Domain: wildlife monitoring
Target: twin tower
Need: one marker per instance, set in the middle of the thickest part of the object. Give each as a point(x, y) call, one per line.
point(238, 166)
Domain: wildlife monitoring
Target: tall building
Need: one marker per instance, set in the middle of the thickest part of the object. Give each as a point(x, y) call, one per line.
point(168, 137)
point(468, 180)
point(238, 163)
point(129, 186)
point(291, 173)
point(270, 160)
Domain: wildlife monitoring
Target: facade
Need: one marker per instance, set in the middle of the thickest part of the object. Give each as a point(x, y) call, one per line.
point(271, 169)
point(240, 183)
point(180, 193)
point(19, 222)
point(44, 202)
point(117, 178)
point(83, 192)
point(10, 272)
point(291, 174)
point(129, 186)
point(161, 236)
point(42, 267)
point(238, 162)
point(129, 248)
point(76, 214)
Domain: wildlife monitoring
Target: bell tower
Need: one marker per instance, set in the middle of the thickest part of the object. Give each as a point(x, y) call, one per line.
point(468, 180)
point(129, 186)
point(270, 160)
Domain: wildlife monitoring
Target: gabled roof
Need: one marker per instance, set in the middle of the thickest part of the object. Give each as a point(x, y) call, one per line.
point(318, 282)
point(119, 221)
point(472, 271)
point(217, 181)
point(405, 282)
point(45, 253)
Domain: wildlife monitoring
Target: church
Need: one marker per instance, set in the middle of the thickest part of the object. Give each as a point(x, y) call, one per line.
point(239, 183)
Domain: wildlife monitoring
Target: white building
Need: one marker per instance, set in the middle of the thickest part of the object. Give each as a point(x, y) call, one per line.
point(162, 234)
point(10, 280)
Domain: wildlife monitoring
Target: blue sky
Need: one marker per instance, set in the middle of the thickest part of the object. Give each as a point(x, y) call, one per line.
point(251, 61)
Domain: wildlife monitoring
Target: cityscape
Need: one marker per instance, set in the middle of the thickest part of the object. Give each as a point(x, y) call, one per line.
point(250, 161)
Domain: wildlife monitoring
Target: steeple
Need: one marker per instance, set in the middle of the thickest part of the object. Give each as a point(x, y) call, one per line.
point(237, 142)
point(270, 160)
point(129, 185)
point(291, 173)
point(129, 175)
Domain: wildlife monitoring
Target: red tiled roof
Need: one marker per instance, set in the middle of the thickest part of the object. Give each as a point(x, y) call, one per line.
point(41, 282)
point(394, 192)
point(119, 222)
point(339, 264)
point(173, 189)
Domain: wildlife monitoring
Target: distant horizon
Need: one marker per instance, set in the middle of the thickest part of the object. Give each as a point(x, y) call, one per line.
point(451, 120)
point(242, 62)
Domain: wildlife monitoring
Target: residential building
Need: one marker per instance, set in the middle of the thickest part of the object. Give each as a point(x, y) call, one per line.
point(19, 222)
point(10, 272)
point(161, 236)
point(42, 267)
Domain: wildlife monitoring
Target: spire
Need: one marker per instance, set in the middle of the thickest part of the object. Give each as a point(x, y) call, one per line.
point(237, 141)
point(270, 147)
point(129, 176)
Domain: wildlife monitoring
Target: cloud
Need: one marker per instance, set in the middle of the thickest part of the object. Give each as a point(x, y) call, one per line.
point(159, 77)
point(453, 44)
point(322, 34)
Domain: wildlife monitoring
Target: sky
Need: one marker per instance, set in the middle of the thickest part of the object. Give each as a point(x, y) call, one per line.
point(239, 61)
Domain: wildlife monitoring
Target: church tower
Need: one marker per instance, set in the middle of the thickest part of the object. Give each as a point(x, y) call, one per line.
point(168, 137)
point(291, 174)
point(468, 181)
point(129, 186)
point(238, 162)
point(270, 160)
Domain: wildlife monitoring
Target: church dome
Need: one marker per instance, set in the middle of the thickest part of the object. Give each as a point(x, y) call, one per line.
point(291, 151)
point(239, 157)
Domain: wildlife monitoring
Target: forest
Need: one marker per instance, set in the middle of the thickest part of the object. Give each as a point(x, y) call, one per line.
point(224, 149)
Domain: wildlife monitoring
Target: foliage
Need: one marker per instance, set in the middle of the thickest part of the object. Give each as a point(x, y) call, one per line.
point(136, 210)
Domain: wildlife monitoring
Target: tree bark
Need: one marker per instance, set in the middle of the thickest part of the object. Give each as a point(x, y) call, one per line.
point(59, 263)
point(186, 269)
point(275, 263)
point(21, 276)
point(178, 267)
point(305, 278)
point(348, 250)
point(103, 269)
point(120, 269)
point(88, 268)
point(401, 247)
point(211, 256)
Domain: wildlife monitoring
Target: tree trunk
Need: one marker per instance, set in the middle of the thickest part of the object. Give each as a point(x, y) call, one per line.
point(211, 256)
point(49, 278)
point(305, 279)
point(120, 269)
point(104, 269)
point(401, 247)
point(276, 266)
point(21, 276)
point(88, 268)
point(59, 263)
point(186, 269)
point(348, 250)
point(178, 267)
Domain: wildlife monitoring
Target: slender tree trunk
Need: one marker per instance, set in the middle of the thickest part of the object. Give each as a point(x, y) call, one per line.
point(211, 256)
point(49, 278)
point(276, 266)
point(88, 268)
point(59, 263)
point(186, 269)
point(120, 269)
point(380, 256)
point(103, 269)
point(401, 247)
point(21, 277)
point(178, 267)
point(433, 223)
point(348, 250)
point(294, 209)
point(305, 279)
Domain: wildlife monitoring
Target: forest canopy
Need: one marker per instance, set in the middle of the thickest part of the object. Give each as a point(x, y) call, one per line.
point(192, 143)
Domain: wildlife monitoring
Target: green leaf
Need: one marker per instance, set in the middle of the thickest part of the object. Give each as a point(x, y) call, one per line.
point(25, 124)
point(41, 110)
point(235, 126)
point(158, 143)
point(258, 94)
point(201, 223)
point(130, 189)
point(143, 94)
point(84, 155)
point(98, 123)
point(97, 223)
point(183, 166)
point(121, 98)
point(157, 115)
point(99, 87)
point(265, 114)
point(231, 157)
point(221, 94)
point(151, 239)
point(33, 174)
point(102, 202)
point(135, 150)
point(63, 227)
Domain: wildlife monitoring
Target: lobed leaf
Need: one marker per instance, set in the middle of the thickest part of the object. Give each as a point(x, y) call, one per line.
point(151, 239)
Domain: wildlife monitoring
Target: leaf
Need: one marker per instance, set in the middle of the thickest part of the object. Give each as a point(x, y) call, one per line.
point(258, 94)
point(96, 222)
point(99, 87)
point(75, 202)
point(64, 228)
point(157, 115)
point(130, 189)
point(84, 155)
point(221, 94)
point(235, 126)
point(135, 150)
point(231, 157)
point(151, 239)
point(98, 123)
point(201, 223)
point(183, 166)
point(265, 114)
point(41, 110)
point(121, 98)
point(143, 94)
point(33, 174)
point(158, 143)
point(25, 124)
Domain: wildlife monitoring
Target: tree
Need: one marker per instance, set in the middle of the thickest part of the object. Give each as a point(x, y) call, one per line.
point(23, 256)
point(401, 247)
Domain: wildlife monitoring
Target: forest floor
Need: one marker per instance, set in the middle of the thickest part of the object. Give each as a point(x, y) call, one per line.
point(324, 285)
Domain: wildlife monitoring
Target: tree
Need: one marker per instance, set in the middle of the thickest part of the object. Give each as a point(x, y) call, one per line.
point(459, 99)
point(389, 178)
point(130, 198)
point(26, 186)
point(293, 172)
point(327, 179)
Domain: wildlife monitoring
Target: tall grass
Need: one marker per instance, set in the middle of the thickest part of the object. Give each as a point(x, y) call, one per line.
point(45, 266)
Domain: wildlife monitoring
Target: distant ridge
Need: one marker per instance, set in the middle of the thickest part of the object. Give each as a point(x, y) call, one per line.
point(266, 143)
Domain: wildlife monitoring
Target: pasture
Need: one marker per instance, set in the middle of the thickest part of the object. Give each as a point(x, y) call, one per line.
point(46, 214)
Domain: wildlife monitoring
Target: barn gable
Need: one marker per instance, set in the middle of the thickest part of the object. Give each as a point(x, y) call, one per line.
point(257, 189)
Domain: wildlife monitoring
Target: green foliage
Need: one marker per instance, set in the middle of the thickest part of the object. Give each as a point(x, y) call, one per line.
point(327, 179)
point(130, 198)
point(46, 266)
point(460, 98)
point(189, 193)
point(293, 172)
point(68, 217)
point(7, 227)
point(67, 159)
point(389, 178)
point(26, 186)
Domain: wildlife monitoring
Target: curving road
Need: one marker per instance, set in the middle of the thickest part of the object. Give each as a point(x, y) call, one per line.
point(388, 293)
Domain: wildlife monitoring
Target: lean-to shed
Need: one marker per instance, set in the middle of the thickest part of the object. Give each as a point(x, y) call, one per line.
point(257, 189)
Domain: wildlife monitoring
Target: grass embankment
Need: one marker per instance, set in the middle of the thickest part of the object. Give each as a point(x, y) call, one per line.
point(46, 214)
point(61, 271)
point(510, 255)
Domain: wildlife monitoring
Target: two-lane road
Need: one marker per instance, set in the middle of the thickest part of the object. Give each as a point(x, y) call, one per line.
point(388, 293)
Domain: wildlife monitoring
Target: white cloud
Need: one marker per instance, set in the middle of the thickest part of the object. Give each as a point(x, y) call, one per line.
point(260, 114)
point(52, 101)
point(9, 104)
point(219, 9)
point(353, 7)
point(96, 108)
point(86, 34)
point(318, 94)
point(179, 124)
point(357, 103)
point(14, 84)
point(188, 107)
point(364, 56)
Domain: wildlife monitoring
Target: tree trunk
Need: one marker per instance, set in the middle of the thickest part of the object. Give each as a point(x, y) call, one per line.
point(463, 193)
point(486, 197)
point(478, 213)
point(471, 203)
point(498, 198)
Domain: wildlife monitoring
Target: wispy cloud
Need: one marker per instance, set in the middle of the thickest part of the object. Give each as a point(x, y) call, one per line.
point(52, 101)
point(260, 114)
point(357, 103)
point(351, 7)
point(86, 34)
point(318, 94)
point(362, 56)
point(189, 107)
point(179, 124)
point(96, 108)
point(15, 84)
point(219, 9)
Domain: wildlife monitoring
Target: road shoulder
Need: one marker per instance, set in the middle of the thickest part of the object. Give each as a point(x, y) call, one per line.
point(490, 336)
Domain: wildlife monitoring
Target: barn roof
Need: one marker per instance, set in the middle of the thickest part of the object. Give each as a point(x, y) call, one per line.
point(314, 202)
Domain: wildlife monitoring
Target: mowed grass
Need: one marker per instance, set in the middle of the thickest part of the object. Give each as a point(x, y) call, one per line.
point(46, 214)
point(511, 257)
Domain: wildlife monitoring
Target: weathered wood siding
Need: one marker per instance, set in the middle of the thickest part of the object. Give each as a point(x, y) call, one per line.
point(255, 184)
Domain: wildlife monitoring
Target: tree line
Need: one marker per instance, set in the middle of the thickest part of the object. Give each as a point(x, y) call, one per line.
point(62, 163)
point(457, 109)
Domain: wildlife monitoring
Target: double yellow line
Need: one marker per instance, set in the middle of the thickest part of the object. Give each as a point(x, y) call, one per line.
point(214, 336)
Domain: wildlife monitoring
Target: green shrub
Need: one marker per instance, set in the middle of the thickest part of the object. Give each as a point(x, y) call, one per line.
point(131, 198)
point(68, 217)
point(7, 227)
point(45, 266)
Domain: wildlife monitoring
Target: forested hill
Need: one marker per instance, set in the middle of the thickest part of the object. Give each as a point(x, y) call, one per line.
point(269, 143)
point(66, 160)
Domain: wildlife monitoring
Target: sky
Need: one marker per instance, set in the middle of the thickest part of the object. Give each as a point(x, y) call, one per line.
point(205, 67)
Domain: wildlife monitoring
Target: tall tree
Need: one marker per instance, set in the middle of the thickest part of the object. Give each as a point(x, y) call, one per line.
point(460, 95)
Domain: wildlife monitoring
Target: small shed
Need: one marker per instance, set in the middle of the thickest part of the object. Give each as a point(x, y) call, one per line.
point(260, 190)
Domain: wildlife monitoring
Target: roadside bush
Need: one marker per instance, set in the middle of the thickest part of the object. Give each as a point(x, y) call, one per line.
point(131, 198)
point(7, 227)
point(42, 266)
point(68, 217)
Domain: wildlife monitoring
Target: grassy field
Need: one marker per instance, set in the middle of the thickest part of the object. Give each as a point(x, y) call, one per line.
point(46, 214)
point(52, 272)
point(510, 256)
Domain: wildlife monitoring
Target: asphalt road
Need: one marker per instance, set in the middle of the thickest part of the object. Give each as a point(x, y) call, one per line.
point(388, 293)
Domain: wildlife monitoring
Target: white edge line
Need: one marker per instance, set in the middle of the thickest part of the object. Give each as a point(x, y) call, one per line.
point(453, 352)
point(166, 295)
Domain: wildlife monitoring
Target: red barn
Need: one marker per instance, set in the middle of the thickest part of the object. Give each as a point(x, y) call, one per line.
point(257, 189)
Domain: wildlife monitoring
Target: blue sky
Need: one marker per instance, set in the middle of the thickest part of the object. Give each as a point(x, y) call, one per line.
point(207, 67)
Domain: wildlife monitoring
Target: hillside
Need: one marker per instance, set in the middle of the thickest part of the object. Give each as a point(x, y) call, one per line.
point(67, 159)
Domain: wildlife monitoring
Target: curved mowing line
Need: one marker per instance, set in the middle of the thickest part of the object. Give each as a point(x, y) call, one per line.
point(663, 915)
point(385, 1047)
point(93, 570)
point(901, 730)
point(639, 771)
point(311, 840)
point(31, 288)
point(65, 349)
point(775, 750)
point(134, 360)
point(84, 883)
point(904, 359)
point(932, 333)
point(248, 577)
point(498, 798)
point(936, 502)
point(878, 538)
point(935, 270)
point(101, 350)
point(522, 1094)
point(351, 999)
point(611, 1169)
__________________________________________________
Exercise brief -
Return every line above that contains the string "cloud". Uppercase and lowercase letters are distinct.

Exercise response -
Target: cloud
Target: white cloud
Target: wispy cloud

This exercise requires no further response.